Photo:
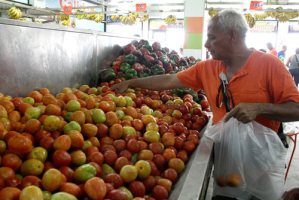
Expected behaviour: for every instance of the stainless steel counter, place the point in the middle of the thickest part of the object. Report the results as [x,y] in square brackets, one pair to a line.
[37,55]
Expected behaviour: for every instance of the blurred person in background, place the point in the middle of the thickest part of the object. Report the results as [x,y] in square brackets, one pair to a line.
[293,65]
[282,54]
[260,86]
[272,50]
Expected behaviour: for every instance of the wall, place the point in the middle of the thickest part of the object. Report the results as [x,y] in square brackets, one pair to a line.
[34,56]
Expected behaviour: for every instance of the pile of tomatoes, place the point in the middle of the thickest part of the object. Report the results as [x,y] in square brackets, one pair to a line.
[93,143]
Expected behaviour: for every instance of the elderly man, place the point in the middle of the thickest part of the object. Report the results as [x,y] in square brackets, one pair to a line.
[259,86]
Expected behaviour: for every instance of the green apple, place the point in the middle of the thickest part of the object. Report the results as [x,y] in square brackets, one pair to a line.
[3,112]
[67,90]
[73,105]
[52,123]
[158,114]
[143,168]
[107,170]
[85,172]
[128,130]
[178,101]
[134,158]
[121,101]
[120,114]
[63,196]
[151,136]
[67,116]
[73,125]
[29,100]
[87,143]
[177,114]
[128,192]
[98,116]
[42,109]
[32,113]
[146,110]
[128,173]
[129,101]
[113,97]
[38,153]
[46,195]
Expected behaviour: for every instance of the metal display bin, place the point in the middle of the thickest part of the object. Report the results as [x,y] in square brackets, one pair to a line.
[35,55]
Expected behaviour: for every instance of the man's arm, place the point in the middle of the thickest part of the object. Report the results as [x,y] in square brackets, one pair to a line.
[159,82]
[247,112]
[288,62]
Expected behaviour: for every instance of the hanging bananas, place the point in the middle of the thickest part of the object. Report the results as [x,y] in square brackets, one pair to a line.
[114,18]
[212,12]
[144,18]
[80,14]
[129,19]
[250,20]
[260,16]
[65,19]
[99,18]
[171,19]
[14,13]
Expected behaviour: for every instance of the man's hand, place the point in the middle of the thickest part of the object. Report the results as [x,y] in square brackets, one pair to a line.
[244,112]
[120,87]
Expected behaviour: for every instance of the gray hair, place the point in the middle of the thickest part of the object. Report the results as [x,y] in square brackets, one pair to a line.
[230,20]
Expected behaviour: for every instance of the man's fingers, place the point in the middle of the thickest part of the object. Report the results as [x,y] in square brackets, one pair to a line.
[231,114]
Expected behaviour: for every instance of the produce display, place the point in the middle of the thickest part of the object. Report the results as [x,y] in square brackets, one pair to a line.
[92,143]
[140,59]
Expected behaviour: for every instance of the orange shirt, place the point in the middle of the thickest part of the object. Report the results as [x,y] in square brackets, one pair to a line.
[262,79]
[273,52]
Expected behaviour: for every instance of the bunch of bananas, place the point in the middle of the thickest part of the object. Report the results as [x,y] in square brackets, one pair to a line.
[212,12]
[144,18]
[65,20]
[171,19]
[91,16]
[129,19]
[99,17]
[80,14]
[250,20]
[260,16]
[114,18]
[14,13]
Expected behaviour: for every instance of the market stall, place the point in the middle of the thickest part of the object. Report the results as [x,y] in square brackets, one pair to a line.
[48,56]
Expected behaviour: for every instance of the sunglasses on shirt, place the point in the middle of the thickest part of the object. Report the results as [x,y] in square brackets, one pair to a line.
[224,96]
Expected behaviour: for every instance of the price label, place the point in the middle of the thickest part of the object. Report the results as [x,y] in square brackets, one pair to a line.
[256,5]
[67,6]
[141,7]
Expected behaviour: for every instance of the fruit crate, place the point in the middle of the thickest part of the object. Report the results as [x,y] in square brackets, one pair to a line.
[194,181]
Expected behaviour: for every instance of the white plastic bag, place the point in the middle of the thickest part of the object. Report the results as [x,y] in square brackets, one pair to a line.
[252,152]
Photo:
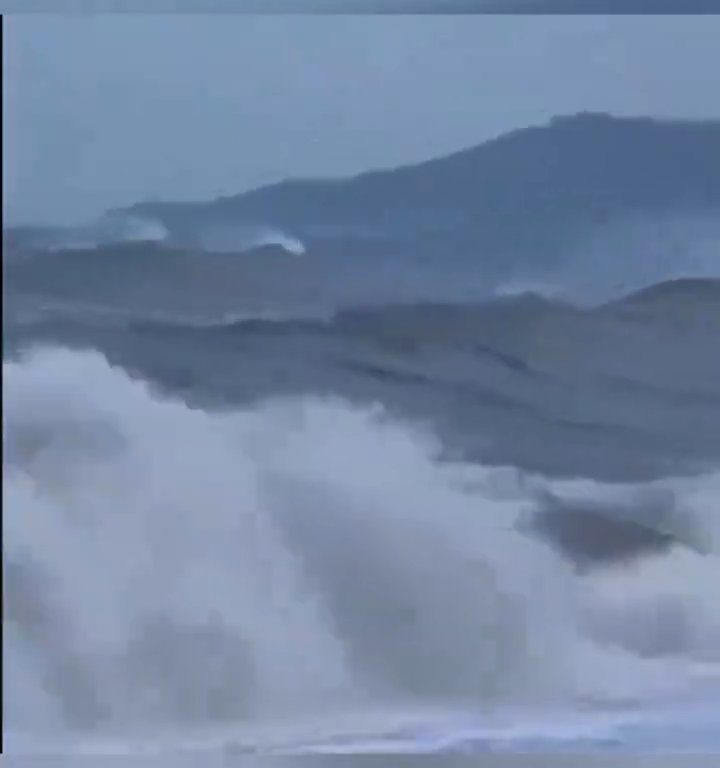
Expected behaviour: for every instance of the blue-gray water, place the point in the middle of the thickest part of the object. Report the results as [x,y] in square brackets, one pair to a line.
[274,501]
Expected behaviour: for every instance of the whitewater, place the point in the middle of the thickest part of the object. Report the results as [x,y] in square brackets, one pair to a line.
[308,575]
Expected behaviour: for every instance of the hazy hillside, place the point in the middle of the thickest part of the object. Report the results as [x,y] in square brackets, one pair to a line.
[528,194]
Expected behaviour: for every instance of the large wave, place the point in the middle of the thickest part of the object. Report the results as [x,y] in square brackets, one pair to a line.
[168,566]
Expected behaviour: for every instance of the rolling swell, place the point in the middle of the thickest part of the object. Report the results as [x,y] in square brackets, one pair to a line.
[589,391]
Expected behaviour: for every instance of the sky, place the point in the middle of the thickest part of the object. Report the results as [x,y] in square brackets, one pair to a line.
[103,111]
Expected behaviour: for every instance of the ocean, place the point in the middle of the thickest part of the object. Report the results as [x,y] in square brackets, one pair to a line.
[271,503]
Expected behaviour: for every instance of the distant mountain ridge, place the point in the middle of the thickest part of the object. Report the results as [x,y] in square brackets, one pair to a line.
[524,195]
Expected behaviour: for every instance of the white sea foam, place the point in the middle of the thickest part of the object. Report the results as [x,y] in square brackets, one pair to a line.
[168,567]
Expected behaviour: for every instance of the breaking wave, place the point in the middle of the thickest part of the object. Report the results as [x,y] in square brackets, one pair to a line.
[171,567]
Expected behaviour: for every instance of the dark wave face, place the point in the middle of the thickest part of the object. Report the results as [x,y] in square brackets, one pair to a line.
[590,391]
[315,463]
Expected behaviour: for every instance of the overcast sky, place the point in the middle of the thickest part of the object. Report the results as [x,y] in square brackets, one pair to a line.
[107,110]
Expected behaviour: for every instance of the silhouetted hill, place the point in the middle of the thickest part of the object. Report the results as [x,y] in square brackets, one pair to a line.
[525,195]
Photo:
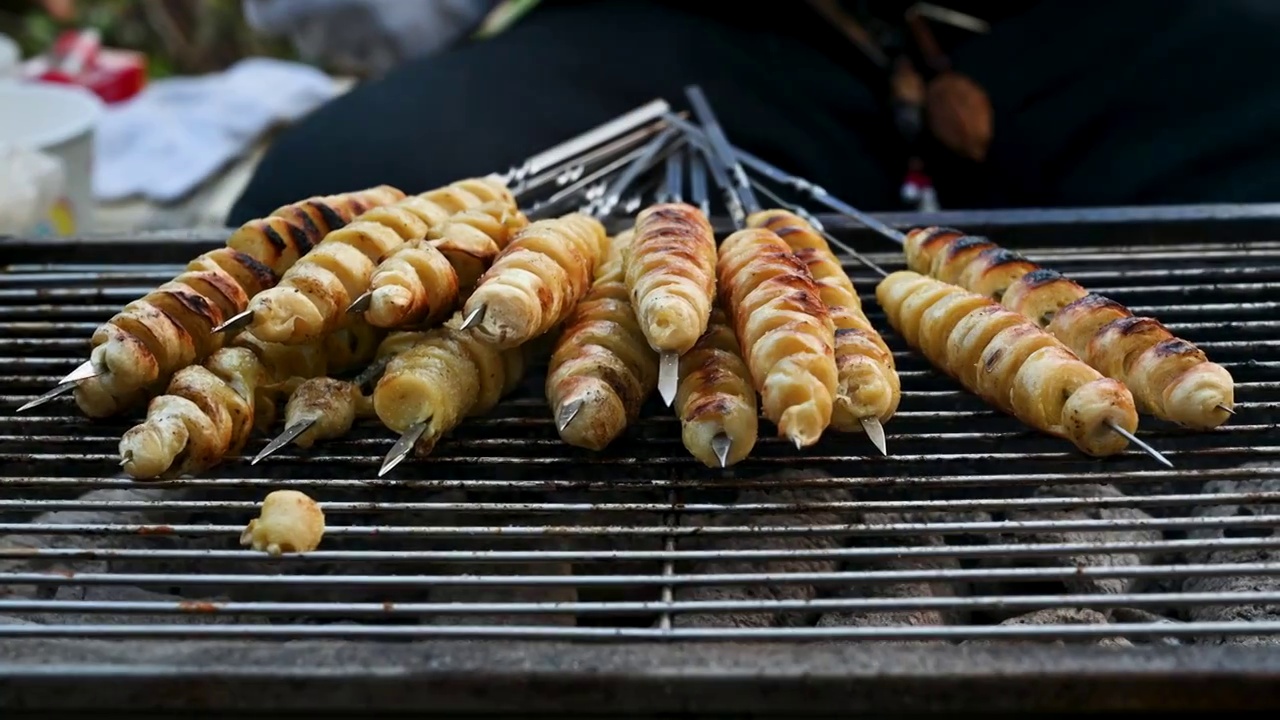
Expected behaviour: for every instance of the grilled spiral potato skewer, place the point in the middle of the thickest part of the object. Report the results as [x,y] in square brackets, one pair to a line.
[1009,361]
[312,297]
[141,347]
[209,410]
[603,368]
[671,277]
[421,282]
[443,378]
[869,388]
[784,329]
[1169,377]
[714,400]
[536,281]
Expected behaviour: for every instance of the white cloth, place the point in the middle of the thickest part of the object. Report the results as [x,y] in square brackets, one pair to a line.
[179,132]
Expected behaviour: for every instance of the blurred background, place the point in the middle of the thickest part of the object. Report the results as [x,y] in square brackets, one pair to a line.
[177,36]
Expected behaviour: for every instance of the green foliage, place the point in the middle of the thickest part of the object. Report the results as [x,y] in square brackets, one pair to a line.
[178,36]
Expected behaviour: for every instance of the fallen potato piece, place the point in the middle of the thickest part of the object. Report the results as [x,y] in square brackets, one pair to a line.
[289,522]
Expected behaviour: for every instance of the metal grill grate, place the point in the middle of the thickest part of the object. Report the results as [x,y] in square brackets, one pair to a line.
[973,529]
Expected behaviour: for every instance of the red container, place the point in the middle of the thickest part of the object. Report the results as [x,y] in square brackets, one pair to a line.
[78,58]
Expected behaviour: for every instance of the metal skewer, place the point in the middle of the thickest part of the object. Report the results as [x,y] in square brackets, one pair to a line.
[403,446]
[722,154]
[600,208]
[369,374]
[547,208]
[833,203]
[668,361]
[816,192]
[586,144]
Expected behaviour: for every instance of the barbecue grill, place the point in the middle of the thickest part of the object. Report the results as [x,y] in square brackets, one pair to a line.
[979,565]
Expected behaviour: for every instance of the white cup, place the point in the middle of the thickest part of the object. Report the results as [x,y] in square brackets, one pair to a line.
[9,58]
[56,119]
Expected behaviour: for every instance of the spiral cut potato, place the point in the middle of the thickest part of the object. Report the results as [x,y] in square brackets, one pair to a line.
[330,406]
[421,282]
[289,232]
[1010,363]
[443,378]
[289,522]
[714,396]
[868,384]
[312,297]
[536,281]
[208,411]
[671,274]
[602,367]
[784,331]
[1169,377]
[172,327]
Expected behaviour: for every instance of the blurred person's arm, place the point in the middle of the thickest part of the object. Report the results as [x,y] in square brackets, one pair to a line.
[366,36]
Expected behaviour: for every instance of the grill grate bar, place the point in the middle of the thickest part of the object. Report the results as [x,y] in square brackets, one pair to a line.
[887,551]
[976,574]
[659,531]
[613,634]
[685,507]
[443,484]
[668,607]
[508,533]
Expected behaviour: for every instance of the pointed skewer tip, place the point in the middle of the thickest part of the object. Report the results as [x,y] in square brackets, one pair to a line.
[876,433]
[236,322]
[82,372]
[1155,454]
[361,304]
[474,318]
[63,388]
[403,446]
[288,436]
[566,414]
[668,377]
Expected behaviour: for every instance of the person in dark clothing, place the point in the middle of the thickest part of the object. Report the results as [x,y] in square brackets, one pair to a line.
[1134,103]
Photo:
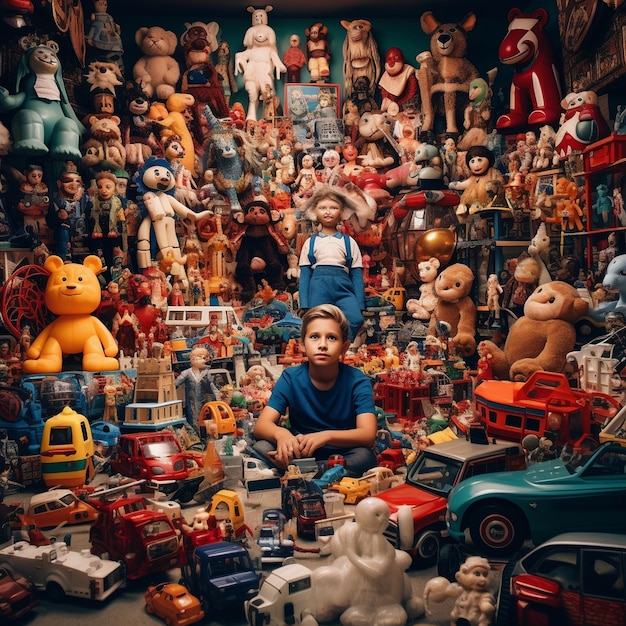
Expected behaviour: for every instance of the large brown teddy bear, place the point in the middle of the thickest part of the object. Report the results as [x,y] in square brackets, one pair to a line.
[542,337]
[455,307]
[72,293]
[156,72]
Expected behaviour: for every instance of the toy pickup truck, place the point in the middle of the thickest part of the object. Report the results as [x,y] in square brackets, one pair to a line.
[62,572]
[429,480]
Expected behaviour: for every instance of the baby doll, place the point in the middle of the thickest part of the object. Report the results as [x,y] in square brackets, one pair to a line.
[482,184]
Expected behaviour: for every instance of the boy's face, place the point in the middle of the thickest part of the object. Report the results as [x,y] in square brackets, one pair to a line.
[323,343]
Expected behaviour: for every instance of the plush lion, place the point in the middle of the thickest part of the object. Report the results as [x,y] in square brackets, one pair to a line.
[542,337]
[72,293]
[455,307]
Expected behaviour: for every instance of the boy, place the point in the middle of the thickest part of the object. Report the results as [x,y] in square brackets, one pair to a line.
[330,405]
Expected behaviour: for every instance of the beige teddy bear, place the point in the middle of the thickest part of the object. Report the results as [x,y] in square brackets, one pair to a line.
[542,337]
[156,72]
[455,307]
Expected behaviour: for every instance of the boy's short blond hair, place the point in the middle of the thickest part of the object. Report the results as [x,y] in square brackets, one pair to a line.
☆ ☆ ☆ ☆
# [DESCRIPTION OF THE TASK]
Nothing but the lines from the one that contains "Expected behaviour: for every instance of the beige" through the last line of the entries should appear in your reply, each repeated exactly.

# [SOLUTION TO THIS TASK]
Expected behaviour: for every instance of the beige teddy bear, place the point in the middle of the thickest part of the object. Report the results as [x,y] in square brackets, one pair to a line.
[542,337]
[156,72]
[455,307]
Expected behaviour: for every instance of the boy's short blond hair, place the point in the middle of the thickest part of the object. Report the results as [x,y] in square brackets, one pair to a line.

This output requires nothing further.